*GIVEN REQUEST*. Rewrite every line of these records with "pixel units" changed to "pixel coordinates" and everything else left as it is. Omit the pictures from your answer.
-- BEGIN DATASET CONTENT --
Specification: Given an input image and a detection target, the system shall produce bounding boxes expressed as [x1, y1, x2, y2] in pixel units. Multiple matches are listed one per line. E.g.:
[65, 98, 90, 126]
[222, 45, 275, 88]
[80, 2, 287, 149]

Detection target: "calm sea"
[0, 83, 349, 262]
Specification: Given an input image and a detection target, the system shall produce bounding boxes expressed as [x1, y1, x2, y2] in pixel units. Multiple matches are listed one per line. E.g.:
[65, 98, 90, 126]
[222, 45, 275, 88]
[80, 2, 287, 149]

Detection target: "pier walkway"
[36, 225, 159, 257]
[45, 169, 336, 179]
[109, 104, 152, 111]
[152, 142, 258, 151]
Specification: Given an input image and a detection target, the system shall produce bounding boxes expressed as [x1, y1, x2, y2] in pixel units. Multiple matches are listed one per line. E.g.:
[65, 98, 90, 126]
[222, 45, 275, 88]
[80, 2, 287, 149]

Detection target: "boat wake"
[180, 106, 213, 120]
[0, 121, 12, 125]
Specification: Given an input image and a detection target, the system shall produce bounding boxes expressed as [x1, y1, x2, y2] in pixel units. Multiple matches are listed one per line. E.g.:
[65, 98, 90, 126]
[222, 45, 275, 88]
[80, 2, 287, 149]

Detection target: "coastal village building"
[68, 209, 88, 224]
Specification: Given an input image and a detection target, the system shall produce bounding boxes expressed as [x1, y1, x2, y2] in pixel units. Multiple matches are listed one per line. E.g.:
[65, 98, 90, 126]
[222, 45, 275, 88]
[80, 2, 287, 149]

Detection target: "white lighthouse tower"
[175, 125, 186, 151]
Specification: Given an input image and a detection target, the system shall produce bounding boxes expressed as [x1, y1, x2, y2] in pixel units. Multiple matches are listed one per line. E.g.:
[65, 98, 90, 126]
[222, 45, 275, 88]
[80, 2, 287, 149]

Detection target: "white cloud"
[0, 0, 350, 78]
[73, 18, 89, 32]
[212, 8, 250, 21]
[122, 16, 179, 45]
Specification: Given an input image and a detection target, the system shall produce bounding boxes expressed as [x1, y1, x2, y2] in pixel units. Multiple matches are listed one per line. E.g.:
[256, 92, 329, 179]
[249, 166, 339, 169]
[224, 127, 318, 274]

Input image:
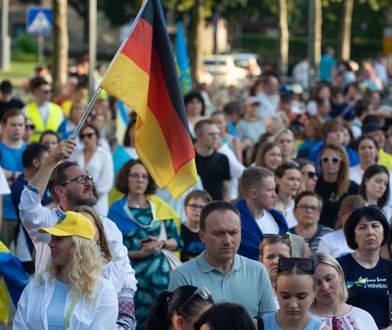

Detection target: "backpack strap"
[380, 258, 392, 325]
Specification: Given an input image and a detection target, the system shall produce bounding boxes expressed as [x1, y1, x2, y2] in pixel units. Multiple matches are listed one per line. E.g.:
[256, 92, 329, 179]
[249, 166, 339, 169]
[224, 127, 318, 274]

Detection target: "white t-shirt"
[349, 164, 365, 185]
[284, 200, 298, 229]
[256, 210, 279, 234]
[317, 229, 354, 258]
[0, 167, 11, 195]
[312, 306, 378, 330]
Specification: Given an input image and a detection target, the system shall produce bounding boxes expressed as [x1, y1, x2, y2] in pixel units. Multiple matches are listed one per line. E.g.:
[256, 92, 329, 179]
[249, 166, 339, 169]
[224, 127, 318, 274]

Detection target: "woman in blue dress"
[108, 160, 182, 329]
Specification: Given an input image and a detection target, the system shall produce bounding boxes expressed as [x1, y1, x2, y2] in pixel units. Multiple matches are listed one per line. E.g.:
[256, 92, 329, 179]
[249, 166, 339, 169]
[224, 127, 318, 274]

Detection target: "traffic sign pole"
[37, 36, 45, 66]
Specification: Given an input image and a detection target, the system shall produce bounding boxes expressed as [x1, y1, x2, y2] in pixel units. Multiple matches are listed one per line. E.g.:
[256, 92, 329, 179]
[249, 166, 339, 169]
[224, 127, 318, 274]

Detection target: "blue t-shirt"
[337, 254, 392, 328]
[320, 54, 336, 81]
[0, 142, 27, 220]
[47, 280, 71, 330]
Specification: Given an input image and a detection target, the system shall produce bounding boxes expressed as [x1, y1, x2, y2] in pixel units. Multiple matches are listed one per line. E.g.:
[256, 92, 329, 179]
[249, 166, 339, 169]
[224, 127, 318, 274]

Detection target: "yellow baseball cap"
[39, 211, 95, 240]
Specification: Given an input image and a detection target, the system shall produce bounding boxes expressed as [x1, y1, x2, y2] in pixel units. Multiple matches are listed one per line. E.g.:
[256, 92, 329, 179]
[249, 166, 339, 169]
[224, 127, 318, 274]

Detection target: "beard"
[66, 185, 98, 207]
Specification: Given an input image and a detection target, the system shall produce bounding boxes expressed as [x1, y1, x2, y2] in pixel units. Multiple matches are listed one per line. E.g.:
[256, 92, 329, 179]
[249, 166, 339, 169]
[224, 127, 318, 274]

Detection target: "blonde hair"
[48, 236, 104, 302]
[315, 252, 348, 303]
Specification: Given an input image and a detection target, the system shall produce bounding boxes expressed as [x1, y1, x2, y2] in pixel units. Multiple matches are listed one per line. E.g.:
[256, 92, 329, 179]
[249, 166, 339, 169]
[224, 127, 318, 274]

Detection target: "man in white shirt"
[19, 140, 137, 328]
[236, 166, 288, 260]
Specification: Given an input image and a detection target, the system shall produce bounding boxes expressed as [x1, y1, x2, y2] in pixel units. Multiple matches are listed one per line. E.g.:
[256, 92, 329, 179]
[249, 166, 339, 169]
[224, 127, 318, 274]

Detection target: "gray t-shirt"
[169, 252, 276, 317]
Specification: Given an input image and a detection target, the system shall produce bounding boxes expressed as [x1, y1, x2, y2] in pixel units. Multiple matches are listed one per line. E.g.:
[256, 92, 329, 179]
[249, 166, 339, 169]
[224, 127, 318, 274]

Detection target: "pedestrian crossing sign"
[26, 7, 53, 36]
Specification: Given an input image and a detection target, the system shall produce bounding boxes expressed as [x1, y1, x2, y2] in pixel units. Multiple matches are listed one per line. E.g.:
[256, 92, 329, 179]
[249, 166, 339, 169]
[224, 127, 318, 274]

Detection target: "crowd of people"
[0, 49, 392, 330]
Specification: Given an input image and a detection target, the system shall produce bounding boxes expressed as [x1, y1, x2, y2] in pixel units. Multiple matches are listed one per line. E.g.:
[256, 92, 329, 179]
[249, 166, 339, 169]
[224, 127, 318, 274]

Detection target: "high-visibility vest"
[26, 102, 63, 141]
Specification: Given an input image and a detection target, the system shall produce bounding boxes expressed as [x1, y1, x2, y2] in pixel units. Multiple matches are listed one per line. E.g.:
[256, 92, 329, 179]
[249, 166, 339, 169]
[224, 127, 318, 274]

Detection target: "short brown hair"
[73, 205, 112, 262]
[240, 166, 275, 196]
[116, 159, 156, 195]
[184, 190, 212, 206]
[48, 161, 80, 202]
[1, 108, 26, 125]
[200, 201, 240, 231]
[195, 119, 216, 136]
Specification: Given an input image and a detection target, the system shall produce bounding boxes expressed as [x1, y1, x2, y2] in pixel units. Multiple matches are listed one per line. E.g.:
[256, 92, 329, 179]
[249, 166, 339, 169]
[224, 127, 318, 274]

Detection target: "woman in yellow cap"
-- END DATASET CONTENT --
*COMPLETE ANSWER*.
Specification: Given an input image and a detection target, the system shall produce bounding boxes expressed as [x1, y1, x2, y2] in pixel coordinates. Multiple matches are listed one per line. E.g.:
[65, 98, 90, 126]
[222, 45, 275, 88]
[80, 2, 287, 149]

Detection target: "calm sea"
[0, 83, 349, 262]
Specification: Given an input image and a detection target, the system shall produce bounding boxes expressed as [x1, y1, x2, y2] in pixel coordinates. Multiple matches are listed one per line. E.g.:
[65, 98, 90, 126]
[222, 45, 275, 88]
[80, 2, 287, 149]

Detection target: "pier walkway"
[36, 225, 159, 257]
[45, 169, 336, 179]
[109, 104, 152, 111]
[152, 142, 258, 151]
Specification: Given an input image and a detection target, the system shall produce bounding boxes expressed as [x1, y1, x2, y2] in pixel coordinates. Multiple matches are listed one per line. E.g.:
[65, 98, 90, 126]
[222, 45, 275, 88]
[80, 2, 287, 149]

Detection target: "boat wake"
[180, 106, 213, 120]
[0, 121, 12, 125]
Specification: Given an input image and a detection target, the system shall produce bounding boxes expressed as [x1, y1, x2, y2] in pixel coordinates. Multiple matches are listed one per line. E.g.:
[65, 98, 90, 126]
[222, 45, 275, 88]
[80, 2, 287, 149]

Detection target: "coastal village building"
[68, 209, 88, 224]
Specification: Given an input image and a detection target, the system shall produce bounding boxes expressed as [x1, y1, x2, y2] in pixel coordinates. Multiple matches are listed one per line. E.g.:
[65, 98, 90, 126]
[222, 45, 275, 88]
[80, 2, 287, 149]

Detection target: "white lighthouse tower"
[175, 125, 186, 151]
Specification: Given an input image and a detection target, the system shall produce bounding boxes expressed as [x1, y1, x2, y2] in pixel coordinates. Multiple matches are listed one per line. E.g.:
[65, 98, 90, 126]
[222, 45, 275, 88]
[80, 2, 287, 149]

Detection target: "white cloud"
[0, 0, 350, 78]
[73, 18, 89, 32]
[212, 8, 250, 21]
[122, 16, 179, 45]
Specification: Given an input image and a detection target, the system shall produce bounding boxes expressed as [x1, y1, x2, y2] in pixel coordinates. Multiple matches are listed one per line. E.g.:
[256, 92, 329, 179]
[249, 166, 339, 169]
[224, 127, 318, 274]

Input image:

Detection target: "backpack strap"
[380, 258, 392, 325]
Specification: Given an input image and a detection target, the system shall produce bounding boxes expressed as [x1, y1, x2, y2] in pixel coordinates. Multiple matches are listed one per line. E.g.:
[256, 92, 329, 179]
[249, 166, 339, 169]
[224, 127, 318, 274]

Detection target: "white t-shirt"
[349, 164, 365, 185]
[284, 200, 298, 229]
[256, 210, 279, 234]
[317, 229, 354, 258]
[0, 167, 11, 195]
[312, 306, 378, 330]
Specification: Given an input image and a detection target, the system shall produce bounding boxes expressed as [x1, y1, x2, y2] in pixel coordinates. Multiple matches are listed one per line. E.g.:
[256, 92, 329, 179]
[249, 166, 339, 169]
[224, 127, 318, 274]

Detection target: "woman in blue dress"
[108, 160, 182, 329]
Specification: Given an input image and a detection target, the system shall produce bounding boxes expressed as [x1, y1, x2, y2] in pixel coordinates. Multiple matches are listed one per line. E.g.:
[256, 92, 329, 179]
[249, 166, 339, 169]
[224, 127, 318, 274]

Detection target: "traffic sign pole"
[37, 36, 45, 66]
Specification: Given an input image and a detection target, the system shall produce bounding boxes expressed as [x1, y1, x2, y2] in pixel coordinates. Multiple matches are listed one per line. E.g.:
[256, 92, 329, 179]
[249, 166, 339, 169]
[224, 127, 318, 274]

Detection target: "blue t-shirt"
[337, 254, 392, 328]
[320, 54, 336, 81]
[0, 142, 27, 220]
[47, 280, 71, 330]
Specification: Given an input image and a detection target, the system shall produce bounding boxes expressed as [x1, y1, x2, y2] in pixel coordinates. Multiple matches are listed one per line. E.g.:
[256, 92, 329, 179]
[249, 166, 339, 169]
[224, 127, 318, 274]

Detection target: "yellow baseball cap"
[39, 211, 95, 240]
Specification: Given an input image and a detection target, the system shall produce bounding boxes expressed as [x1, y1, x2, y2] in pixel coordinates. Multiple matches are listed one per line. E.g.:
[256, 92, 329, 179]
[249, 166, 339, 169]
[224, 127, 318, 274]

Detection target: "beard"
[66, 185, 98, 207]
Specification: Given an input image and a detection target, the system shall produce bounding boxes expressed as [x1, y1, x2, y2] in pixel coordinates. Multiple matches are listed one per line. E.g.:
[256, 92, 329, 179]
[249, 166, 339, 169]
[224, 127, 318, 274]

Detection target: "blonde hair"
[48, 236, 104, 302]
[315, 252, 348, 303]
Specification: Given an input image and a detection target, the system shall produce bounding boxes expressed as [x1, y1, x2, y2] in pixel coordinates. Multiple matches are listed one per line. E.g.:
[256, 92, 329, 179]
[249, 166, 339, 169]
[224, 127, 318, 274]

Detection target: "man in white shirt"
[19, 140, 137, 328]
[236, 166, 288, 260]
Specification: Given an input image and a detection target, the system shall produce bounding boxes expressed as [x1, y1, x2, y2] in pixel coordinates. Multiple matches are listed one per line. E.g.:
[256, 92, 329, 179]
[249, 166, 339, 169]
[224, 127, 318, 274]

Detection target: "gray t-shirt"
[169, 252, 276, 317]
Specification: Given an input image and a detection target, the system shall produce bounding boxes expressed as [x1, y1, x2, y2] in pixel coordinates. Multiple matches are listed one per line. E.g.:
[256, 92, 329, 179]
[249, 166, 339, 169]
[224, 127, 318, 274]

Detection target: "pedestrian crossing sign"
[26, 7, 53, 36]
Specification: Given an input image and a detection target, the system shall produce bounding boxes expressed as [x1, y1, x2, y2] in pixel coordinates. Multiple matches are listed one per line. E.g.:
[256, 92, 329, 179]
[249, 166, 339, 169]
[224, 127, 318, 274]

Detection target: "crowd of people"
[0, 49, 392, 330]
Specification: Given an input image and a detection target, the system shall produce bounding boxes expressed as [x1, y1, x2, y2] in pixel coordinates. Multiple matches are listed one per line. E.g.:
[256, 92, 329, 179]
[249, 166, 339, 169]
[224, 127, 318, 274]

Detection target: "high-visibility vest"
[26, 102, 63, 141]
Specification: Given an input image and a detection target, the system shall produce bounding boxes expressed as [x1, y1, x2, y2] in pixel coordinates. Multiple matches are listed one per line. E.g.:
[256, 92, 329, 179]
[249, 166, 339, 169]
[224, 127, 318, 274]

Detection target: "short brown hair"
[73, 205, 112, 262]
[240, 166, 275, 196]
[116, 159, 156, 195]
[184, 190, 212, 206]
[48, 161, 80, 202]
[1, 108, 26, 125]
[200, 201, 240, 231]
[195, 119, 216, 136]
Specification: Given an input image and a detection target, the system shall produce bounding boxes expressed as [x1, y1, x2, y2] in pixel coordinates. Multiple matches are listed one per line. E.g.:
[256, 92, 329, 179]
[249, 166, 339, 169]
[224, 127, 318, 274]

Detection target: "woman in yellow cap"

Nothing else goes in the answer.